Brief = Restate word for word the lines of the records below, starting at the line that contains "829L378 1011L460 1055L614" and ending at the line that contains "positive clicks: (955, 888)", with both of those lines included and nothing else.
┄┄┄┄┄┄
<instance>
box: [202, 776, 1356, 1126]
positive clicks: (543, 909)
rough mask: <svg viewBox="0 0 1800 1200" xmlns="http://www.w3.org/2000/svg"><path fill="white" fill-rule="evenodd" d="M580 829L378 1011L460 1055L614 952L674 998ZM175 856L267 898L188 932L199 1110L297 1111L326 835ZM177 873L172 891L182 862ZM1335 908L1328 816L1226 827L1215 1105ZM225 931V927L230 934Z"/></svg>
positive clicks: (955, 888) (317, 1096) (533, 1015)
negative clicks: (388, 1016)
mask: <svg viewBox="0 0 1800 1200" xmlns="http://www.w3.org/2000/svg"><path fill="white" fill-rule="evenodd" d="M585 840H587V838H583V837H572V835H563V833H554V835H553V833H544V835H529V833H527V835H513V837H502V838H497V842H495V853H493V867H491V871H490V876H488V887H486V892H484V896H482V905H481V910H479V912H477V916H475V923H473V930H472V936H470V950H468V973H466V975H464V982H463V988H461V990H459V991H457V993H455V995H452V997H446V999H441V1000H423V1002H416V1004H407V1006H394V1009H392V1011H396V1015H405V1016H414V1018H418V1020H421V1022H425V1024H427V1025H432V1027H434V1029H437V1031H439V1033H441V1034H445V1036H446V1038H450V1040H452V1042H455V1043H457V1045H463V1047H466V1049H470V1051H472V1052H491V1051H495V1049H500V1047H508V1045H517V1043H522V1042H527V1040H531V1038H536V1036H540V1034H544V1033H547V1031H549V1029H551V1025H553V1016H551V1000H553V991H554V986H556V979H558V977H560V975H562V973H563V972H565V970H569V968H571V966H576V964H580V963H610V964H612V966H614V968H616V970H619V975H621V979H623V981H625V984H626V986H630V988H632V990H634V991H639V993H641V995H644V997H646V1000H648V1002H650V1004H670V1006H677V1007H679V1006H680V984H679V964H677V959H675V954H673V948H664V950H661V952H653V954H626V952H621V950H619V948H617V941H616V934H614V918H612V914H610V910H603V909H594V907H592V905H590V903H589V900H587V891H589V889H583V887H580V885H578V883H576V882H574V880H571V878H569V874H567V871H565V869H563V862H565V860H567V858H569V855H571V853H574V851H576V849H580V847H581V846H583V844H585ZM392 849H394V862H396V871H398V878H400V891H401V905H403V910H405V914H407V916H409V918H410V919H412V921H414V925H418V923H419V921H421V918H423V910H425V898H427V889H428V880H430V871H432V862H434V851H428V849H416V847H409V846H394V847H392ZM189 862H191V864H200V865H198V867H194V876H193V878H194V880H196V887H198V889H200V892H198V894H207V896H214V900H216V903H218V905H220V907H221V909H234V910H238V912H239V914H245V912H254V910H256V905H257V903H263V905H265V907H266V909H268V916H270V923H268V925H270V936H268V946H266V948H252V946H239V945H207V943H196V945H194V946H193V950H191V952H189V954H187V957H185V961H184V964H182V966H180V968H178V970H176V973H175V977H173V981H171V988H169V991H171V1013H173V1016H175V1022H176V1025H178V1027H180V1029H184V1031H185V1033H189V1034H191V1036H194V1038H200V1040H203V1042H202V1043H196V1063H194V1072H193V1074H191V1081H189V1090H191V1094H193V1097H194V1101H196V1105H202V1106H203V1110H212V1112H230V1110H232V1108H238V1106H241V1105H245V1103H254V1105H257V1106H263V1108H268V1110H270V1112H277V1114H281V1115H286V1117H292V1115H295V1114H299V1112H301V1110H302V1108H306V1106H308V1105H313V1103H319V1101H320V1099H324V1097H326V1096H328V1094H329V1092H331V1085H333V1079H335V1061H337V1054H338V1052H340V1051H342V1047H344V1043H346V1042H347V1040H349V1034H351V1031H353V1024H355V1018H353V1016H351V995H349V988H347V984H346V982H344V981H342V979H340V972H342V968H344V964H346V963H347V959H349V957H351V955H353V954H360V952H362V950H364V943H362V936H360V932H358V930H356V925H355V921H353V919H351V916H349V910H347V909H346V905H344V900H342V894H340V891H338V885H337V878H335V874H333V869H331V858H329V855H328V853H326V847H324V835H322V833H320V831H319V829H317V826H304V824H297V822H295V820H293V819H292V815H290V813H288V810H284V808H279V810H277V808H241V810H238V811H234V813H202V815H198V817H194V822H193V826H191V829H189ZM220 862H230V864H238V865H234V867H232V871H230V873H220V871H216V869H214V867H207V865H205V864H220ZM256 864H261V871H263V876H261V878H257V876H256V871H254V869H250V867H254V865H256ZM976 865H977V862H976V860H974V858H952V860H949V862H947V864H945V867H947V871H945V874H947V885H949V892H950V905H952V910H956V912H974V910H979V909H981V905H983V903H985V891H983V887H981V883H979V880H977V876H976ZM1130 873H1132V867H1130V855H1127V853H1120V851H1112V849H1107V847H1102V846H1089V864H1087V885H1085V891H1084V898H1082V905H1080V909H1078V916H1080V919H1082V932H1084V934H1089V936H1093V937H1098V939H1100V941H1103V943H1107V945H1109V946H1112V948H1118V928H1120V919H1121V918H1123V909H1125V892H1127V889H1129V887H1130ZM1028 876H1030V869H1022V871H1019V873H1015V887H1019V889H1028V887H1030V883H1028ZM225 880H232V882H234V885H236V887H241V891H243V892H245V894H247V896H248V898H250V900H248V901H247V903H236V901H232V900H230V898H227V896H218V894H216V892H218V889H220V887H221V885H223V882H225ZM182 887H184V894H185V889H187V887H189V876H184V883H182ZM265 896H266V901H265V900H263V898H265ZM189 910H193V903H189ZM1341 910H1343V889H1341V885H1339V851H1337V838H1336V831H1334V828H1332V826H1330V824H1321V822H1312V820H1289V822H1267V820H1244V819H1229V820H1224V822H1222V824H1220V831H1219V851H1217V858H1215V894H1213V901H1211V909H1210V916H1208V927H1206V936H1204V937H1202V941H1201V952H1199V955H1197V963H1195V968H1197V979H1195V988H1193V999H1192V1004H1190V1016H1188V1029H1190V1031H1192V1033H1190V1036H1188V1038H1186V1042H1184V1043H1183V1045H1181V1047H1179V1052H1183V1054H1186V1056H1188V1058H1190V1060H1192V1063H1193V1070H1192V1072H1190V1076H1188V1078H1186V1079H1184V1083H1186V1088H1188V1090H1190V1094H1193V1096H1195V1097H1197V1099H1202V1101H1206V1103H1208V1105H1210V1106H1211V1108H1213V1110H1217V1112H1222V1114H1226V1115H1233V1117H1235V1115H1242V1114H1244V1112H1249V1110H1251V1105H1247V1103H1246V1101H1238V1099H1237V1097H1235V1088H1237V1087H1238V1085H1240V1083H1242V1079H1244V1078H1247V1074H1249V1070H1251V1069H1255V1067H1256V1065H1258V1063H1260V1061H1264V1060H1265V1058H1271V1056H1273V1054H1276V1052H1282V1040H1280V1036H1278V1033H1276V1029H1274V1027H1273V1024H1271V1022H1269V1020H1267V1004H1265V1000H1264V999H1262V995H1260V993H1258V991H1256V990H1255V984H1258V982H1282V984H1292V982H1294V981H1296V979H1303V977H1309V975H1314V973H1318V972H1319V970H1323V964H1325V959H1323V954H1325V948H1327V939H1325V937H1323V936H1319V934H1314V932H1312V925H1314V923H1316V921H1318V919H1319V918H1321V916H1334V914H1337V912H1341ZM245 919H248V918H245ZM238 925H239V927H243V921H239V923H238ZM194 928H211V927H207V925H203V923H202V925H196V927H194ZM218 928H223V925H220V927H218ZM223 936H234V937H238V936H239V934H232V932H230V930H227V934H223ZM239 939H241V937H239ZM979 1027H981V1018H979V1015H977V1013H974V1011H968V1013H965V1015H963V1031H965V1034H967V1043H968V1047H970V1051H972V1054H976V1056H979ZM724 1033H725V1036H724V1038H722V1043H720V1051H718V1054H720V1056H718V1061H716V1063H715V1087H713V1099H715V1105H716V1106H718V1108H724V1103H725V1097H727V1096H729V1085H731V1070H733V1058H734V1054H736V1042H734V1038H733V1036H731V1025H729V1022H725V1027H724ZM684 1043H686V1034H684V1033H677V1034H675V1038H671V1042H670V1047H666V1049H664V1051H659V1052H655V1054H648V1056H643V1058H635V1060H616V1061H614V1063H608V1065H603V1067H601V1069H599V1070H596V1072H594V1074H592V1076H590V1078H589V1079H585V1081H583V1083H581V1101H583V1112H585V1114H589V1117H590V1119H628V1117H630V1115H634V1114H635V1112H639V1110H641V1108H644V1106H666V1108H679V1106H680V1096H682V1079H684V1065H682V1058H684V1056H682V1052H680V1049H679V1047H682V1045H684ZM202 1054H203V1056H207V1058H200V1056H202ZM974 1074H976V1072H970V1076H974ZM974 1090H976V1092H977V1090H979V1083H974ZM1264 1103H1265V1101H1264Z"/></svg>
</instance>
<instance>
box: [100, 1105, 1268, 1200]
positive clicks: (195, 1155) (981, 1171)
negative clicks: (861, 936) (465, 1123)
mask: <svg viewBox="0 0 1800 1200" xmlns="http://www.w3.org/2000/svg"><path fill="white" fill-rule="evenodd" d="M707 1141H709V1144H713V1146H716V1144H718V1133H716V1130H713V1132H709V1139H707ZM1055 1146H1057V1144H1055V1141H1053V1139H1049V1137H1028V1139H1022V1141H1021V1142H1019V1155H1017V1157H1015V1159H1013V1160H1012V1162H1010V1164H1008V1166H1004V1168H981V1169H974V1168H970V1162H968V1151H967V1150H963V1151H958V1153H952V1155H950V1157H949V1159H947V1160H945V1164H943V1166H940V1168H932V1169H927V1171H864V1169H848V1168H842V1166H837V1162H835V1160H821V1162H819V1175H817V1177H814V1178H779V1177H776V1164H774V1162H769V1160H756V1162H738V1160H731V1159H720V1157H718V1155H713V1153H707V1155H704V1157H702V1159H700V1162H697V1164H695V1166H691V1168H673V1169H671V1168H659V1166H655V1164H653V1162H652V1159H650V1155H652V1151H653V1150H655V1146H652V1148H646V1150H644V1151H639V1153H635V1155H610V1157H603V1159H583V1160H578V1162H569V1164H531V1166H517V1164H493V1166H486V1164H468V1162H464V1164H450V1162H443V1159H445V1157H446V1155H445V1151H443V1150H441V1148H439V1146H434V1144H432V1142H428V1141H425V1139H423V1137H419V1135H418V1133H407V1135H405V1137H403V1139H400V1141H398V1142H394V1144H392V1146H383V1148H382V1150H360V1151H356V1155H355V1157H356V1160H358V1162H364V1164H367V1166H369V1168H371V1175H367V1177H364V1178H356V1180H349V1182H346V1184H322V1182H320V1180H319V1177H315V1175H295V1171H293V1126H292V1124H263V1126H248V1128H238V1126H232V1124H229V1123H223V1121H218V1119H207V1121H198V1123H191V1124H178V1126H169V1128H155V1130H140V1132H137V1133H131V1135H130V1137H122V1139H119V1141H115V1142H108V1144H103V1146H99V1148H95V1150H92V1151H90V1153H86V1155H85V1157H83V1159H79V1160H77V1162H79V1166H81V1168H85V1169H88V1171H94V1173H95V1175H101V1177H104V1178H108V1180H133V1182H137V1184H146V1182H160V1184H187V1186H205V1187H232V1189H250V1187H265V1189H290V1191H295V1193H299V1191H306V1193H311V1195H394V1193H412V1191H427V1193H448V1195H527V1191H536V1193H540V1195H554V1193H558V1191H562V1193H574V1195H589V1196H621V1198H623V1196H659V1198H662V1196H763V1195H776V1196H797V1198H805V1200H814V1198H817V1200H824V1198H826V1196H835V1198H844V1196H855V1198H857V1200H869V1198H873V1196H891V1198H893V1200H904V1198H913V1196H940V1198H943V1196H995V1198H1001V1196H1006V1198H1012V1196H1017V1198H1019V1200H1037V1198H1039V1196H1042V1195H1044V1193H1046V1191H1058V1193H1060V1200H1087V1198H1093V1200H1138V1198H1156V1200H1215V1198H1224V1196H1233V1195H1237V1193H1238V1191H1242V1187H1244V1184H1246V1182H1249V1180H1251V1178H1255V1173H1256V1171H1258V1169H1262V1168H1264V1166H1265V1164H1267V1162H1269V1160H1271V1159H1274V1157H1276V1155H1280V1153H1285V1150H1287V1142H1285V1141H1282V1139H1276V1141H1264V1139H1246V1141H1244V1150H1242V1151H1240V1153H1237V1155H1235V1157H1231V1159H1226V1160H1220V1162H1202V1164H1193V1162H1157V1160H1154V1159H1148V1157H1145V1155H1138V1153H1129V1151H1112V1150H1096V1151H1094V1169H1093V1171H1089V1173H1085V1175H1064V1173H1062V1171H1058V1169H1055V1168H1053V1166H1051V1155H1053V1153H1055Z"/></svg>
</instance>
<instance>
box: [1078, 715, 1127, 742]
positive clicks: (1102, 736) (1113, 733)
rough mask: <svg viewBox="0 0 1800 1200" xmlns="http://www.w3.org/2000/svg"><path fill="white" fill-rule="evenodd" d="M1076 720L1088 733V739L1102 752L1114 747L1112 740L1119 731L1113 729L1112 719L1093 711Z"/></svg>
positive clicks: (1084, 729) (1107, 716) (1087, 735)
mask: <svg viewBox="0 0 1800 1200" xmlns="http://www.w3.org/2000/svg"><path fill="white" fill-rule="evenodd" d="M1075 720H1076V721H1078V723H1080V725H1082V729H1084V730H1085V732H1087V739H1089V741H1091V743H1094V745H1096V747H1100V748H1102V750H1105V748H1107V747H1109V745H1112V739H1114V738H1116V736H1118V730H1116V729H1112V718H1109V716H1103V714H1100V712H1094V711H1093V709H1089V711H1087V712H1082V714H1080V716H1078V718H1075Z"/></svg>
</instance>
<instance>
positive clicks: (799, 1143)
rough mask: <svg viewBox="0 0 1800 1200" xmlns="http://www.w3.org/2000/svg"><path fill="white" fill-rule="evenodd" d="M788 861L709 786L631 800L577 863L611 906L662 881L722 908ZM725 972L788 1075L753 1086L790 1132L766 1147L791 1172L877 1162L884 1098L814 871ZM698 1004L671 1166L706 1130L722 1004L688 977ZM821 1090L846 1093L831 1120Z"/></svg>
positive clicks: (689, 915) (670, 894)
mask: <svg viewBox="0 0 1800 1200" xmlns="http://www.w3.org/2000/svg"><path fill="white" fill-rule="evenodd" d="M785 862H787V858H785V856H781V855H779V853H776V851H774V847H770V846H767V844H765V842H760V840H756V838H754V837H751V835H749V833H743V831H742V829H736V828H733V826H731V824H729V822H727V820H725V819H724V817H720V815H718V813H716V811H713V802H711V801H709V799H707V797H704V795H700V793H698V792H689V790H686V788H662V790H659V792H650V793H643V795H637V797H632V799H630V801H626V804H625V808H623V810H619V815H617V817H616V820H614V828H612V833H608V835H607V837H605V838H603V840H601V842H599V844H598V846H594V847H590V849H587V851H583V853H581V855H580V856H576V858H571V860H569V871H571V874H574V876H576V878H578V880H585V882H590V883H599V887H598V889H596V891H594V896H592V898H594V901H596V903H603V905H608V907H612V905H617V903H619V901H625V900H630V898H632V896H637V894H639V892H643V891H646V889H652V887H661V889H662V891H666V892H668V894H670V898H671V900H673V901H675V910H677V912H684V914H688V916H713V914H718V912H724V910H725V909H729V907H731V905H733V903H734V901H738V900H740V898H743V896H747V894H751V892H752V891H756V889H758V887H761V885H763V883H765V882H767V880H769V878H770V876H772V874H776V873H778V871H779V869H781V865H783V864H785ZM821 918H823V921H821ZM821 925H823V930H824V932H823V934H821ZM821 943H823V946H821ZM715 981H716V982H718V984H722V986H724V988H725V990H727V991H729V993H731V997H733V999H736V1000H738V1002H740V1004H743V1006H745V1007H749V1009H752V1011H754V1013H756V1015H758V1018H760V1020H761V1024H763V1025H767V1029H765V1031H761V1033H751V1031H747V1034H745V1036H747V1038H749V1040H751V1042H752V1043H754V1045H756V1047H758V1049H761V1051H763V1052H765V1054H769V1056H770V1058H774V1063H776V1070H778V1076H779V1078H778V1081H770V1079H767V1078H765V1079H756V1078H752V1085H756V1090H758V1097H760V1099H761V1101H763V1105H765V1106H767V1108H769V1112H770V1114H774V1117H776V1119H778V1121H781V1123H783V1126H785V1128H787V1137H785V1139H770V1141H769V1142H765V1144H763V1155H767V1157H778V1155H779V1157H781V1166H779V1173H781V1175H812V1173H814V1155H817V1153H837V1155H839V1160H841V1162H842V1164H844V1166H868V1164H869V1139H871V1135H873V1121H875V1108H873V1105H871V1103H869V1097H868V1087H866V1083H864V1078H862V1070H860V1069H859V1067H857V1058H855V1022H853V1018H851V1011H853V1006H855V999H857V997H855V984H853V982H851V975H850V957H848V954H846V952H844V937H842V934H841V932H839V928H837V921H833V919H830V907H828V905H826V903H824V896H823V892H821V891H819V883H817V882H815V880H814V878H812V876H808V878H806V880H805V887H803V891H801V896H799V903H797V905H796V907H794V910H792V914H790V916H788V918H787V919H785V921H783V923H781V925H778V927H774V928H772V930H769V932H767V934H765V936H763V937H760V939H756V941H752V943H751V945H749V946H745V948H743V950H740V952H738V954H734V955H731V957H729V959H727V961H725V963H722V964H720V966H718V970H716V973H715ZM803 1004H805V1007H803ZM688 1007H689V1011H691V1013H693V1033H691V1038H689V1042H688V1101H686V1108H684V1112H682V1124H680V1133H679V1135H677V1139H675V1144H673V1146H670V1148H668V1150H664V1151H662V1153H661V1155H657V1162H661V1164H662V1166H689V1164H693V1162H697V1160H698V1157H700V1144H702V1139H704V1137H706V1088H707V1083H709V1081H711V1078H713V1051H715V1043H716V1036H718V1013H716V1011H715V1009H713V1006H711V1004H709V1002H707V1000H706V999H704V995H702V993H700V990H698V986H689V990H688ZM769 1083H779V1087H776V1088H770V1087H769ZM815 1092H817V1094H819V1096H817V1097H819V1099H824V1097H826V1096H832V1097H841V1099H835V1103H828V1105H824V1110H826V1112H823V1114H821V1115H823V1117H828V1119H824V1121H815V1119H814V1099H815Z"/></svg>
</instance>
┄┄┄┄┄┄
Answer section =
rough mask: <svg viewBox="0 0 1800 1200" xmlns="http://www.w3.org/2000/svg"><path fill="white" fill-rule="evenodd" d="M580 829L378 1011L460 1055L614 952L674 998ZM175 856L267 898L188 932L199 1110L297 1111L326 835ZM177 873L172 891L182 862ZM1335 908L1328 816L1226 827L1215 1105ZM225 931V927L230 934Z"/></svg>
positive clicks: (955, 888) (317, 1096) (533, 1015)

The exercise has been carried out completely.